# What to produce
Of the lines below, reproduce exactly those from the line containing "Can you find the tree in" to the end, including both the first and the last.

# Records supplied
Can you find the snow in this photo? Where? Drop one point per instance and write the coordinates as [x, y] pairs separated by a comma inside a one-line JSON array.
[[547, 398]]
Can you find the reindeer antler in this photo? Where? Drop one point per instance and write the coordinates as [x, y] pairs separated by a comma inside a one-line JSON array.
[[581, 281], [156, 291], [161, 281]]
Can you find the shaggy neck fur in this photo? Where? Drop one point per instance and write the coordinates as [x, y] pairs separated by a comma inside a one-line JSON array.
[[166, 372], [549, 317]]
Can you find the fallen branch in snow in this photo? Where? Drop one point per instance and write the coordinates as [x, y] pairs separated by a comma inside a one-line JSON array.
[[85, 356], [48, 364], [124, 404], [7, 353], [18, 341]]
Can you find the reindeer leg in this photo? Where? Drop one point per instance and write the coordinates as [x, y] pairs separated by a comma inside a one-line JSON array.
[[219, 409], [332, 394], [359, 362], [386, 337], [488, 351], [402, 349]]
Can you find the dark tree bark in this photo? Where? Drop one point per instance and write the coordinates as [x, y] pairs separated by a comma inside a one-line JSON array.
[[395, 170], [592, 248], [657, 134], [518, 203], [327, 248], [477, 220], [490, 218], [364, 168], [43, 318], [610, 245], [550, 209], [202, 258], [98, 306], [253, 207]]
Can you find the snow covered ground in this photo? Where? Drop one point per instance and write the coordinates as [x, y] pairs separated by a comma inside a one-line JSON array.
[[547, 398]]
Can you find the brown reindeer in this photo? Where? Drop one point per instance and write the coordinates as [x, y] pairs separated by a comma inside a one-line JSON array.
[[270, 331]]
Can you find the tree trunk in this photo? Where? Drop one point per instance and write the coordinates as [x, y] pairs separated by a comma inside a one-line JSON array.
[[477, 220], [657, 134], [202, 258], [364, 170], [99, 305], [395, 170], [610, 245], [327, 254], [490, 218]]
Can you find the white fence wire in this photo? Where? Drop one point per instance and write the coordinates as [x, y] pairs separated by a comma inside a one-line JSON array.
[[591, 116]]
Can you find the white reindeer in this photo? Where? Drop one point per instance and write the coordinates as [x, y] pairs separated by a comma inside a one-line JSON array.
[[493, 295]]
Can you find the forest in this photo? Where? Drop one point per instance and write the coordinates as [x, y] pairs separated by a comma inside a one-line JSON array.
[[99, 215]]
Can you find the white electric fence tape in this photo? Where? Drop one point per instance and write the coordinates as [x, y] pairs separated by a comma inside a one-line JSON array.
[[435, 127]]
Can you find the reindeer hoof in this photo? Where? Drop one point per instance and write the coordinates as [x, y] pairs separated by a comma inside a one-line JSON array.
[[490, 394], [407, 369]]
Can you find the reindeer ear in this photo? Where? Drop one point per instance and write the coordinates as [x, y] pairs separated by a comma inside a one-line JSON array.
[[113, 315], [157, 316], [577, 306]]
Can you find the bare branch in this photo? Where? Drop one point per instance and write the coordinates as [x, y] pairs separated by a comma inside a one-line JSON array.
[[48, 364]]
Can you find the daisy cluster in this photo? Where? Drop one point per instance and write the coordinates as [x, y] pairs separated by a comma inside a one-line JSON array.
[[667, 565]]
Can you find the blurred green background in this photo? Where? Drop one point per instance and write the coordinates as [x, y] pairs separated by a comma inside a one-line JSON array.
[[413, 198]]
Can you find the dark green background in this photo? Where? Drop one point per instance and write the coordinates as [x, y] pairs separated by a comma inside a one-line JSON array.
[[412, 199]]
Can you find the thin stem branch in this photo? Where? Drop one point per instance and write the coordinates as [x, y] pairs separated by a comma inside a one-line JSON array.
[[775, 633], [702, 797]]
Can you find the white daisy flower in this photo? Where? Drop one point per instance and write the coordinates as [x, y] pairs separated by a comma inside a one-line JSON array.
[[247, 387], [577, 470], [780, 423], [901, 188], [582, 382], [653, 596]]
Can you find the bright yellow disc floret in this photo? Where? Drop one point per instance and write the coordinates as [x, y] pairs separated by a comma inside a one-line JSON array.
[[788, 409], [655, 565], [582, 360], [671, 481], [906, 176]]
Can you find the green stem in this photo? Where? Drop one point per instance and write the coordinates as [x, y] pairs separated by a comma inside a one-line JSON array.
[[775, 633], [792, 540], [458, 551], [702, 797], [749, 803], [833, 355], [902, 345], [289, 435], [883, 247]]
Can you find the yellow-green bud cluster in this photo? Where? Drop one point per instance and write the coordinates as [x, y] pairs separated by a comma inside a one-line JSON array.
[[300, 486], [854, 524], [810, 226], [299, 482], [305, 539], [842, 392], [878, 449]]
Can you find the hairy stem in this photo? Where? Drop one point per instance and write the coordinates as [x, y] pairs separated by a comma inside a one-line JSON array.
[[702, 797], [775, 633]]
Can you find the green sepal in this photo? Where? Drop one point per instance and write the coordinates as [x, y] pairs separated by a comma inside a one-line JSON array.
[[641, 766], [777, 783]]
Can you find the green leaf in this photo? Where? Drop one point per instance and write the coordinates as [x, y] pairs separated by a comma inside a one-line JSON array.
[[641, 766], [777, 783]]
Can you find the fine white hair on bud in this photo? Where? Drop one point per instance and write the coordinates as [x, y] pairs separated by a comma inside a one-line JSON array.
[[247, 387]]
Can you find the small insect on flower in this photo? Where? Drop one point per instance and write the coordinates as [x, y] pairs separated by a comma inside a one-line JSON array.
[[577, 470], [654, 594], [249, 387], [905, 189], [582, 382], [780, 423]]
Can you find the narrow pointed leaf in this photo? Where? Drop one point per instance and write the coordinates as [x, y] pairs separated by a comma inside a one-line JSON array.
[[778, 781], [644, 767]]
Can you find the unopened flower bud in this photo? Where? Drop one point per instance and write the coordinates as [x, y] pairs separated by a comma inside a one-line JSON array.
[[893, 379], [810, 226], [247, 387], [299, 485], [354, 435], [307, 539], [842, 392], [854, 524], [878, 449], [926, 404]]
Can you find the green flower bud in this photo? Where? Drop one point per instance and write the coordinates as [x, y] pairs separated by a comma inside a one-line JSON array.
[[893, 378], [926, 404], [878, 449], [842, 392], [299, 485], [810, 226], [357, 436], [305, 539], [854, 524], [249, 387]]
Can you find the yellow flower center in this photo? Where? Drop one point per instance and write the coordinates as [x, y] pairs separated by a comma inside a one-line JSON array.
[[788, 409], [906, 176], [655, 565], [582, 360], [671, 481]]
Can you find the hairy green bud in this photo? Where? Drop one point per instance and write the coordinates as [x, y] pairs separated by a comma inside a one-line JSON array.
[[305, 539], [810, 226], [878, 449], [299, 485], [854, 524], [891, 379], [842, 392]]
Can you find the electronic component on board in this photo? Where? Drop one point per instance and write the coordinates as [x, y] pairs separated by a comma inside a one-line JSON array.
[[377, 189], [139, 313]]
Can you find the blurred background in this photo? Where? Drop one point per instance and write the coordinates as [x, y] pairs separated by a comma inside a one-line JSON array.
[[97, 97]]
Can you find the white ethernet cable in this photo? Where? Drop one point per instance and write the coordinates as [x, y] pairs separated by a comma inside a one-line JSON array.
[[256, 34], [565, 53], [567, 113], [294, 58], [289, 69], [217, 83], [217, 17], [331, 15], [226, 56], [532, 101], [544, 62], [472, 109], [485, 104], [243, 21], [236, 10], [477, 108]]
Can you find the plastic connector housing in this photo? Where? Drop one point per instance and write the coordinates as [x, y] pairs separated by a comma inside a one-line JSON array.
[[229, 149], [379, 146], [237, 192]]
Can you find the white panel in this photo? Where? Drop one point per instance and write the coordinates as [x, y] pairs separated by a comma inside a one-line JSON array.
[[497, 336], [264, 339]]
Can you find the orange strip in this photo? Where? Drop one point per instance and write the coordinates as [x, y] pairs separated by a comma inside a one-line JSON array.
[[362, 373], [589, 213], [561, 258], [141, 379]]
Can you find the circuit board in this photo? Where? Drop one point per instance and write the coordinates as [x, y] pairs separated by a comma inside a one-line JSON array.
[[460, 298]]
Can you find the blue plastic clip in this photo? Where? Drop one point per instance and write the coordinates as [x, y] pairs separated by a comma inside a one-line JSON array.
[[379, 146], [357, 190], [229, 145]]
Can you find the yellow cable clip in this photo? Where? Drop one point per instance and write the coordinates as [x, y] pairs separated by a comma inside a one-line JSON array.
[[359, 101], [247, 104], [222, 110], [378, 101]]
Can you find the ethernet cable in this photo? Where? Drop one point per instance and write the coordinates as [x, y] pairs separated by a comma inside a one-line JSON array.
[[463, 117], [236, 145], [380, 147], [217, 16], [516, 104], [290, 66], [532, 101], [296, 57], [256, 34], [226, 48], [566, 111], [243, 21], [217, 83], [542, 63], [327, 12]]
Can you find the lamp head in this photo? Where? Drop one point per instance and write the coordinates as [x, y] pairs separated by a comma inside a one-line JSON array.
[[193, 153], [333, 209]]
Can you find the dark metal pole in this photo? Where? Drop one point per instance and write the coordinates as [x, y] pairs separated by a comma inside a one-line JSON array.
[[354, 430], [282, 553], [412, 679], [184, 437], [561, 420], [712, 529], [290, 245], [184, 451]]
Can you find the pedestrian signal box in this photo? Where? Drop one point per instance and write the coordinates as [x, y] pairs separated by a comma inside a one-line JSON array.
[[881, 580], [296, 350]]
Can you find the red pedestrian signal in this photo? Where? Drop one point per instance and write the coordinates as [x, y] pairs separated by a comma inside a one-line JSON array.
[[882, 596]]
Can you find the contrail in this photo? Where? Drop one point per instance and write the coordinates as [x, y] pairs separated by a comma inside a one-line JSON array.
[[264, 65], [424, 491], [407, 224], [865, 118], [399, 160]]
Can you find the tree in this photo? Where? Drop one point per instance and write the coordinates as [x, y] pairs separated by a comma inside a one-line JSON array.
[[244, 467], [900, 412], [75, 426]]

# Problem solution
Can you find the tree in this photo? Where? Drop one point per instance and write the coordinates as [x, y] pairs separated by a comma inside a one-line JSON array.
[[244, 467], [900, 412], [75, 426]]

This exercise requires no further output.